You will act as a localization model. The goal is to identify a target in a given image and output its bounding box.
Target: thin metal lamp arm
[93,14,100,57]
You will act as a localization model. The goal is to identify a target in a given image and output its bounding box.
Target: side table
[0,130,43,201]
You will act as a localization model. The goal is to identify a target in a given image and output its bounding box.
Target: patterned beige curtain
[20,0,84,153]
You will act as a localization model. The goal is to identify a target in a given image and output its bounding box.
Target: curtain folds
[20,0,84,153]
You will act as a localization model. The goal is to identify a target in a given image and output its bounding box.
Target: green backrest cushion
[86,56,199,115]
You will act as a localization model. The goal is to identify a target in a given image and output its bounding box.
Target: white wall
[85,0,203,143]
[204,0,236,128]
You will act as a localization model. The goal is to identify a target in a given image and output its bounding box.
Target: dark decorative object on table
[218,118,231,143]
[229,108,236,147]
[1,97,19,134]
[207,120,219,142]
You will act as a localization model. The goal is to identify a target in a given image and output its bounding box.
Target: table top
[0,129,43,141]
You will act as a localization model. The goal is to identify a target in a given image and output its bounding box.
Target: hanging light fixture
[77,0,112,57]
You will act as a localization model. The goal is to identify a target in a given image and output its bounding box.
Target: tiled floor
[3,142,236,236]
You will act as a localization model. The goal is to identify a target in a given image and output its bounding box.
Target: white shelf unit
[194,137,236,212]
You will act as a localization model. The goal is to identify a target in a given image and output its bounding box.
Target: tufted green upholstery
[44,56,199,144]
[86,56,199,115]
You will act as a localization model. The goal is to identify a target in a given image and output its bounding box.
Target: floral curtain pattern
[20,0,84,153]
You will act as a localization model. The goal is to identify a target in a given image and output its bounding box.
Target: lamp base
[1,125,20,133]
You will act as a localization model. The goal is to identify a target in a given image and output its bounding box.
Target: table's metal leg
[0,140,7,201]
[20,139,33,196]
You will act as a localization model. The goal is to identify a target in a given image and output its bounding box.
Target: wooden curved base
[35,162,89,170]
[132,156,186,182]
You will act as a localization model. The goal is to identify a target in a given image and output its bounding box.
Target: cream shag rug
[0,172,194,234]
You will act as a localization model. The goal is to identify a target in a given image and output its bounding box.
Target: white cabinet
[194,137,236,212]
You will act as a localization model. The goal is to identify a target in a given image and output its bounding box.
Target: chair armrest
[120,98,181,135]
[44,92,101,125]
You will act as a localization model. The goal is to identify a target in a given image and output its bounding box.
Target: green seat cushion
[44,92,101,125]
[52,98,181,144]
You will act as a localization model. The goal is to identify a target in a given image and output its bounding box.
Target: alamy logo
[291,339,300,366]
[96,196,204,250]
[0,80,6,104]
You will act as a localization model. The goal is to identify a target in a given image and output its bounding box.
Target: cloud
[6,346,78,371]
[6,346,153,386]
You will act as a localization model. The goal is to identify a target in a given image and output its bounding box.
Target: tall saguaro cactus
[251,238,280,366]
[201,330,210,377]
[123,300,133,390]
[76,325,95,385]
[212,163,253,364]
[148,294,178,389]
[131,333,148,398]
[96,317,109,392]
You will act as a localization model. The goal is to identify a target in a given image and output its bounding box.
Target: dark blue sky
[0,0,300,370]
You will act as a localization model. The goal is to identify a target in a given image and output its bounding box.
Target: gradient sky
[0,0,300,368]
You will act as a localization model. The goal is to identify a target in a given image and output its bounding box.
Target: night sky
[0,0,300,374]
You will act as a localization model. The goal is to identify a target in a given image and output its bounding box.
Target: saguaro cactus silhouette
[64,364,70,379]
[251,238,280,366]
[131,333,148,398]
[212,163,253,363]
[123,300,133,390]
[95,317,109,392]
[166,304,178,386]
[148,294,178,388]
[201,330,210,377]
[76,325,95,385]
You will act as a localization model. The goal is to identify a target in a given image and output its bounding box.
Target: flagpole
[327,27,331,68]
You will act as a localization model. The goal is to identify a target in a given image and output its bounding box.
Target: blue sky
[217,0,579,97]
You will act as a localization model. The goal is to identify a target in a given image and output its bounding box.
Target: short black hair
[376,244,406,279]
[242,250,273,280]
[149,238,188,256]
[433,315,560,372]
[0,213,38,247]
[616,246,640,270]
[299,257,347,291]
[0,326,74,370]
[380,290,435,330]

--

» **Set problem**
Lay out the listing above, from its first line through the line containing "[0,130,43,201]", as a JSON list of strings with one string per line and blank lines skipped.

» **Result**
[
  "You will act as a localization model. The goal is to identify a target in a given image and output its bounding box.",
  "Target: thin metal lamp arm",
  "[93,14,100,57]",
  "You will act as a localization model. The goal is to identify a target in a given image and output its bounding box.",
  "Target: side table",
  "[0,130,43,201]"
]